TASK PROMPT.
Repeat the entries below, requests included, from the line that has "Could you point out the red curtain" through the line that has "Could you point out the console", and shift every answer coordinate by adding 109 to each number. Give only those lines, and leave out the pictures.
---*---
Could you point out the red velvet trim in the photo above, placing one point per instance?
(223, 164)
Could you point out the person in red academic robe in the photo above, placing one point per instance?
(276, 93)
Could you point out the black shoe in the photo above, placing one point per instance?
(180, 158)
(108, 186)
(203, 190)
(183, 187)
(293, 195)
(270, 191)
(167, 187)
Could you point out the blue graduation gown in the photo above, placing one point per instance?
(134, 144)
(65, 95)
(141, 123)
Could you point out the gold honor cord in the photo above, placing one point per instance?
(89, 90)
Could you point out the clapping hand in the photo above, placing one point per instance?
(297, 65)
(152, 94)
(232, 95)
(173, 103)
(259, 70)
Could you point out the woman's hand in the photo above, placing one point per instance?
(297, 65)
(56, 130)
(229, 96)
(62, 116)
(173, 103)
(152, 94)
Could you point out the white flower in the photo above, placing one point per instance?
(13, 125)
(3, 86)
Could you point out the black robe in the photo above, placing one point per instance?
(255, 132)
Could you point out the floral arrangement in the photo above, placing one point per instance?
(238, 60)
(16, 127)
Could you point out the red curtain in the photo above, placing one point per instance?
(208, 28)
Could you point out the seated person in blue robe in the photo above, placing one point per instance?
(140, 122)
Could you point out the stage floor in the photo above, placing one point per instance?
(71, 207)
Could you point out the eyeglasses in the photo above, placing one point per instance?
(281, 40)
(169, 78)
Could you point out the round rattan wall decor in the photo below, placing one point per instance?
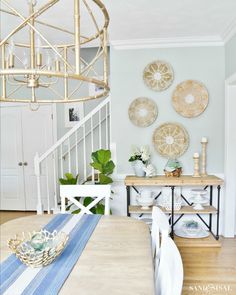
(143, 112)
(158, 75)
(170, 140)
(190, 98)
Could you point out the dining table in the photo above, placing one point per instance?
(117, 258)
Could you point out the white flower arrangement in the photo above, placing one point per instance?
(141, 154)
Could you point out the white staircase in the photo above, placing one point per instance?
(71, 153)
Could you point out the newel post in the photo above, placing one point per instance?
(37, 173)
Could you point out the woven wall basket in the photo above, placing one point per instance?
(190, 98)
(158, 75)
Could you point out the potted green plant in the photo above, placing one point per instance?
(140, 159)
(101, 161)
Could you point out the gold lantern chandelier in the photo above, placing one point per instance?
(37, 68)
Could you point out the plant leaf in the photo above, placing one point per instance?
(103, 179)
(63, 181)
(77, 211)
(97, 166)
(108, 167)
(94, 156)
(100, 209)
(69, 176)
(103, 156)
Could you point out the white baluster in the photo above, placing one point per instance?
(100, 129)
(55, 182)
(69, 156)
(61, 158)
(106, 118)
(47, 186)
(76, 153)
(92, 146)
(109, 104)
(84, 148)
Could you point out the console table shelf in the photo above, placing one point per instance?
---*---
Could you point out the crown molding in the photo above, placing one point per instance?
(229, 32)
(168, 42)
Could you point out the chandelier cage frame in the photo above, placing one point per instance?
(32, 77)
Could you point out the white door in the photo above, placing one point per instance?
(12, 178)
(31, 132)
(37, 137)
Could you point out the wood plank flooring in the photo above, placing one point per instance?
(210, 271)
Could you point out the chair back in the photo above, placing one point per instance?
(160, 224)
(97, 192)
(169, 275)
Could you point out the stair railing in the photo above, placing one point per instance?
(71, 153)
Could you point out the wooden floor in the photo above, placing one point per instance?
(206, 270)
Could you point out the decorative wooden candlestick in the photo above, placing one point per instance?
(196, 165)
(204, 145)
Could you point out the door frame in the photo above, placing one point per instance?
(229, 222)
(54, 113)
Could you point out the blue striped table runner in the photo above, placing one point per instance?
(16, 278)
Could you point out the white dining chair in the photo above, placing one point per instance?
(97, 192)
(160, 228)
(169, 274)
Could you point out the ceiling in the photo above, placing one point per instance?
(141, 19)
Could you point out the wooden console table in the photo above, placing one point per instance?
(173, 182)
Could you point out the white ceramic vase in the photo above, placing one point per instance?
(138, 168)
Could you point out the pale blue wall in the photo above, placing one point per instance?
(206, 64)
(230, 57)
---*---
REPLY TO THE EXERCISE.
Could you point out the red curtain in the photo above, placing one point per instance?
(317, 137)
Could you point out the seated person in blue robe in the photo above, placing one point per instance?
(249, 231)
Could you point out the stage floor in the photo above, placing one point per instance?
(180, 316)
Could you point out the eyeglasses in the photo above, placing one point per instance?
(390, 149)
(278, 187)
Could you point out the round rattan wall decor in the photo below, placing one point per instance?
(252, 221)
(267, 184)
(279, 249)
(299, 207)
Could you point out the dining table in the photo above, placing one point per instance?
(226, 367)
Could you point out the white flower arrangement in the photo above, placing one point per instance?
(250, 263)
Could you point out the white staircase in the photo above, placing one point per instance?
(180, 262)
Could you point out the newel post in the photo above, placing one point per instance?
(146, 282)
Could you point out the woven wall basket in the photo above, placing one point per instance?
(299, 207)
(267, 184)
Could you point out the potted green plant in the photo above, placing one point per instance?
(249, 268)
(210, 270)
Could you point out the gold lantern chandelier in the photo above, placing one point per instance?
(146, 177)
Could you point out the plant leaf in the photo above, placing one point per instance?
(212, 288)
(172, 290)
(186, 320)
(206, 275)
(217, 276)
(203, 265)
(209, 318)
(178, 285)
(212, 265)
Could you point out the white baluster in the photo above, placing one point per instance?
(209, 238)
(164, 291)
(178, 265)
(170, 267)
(215, 227)
(156, 295)
(185, 262)
(201, 255)
(218, 213)
(193, 257)
Could you point out the console table shelf in the photo above, placing one point per instance?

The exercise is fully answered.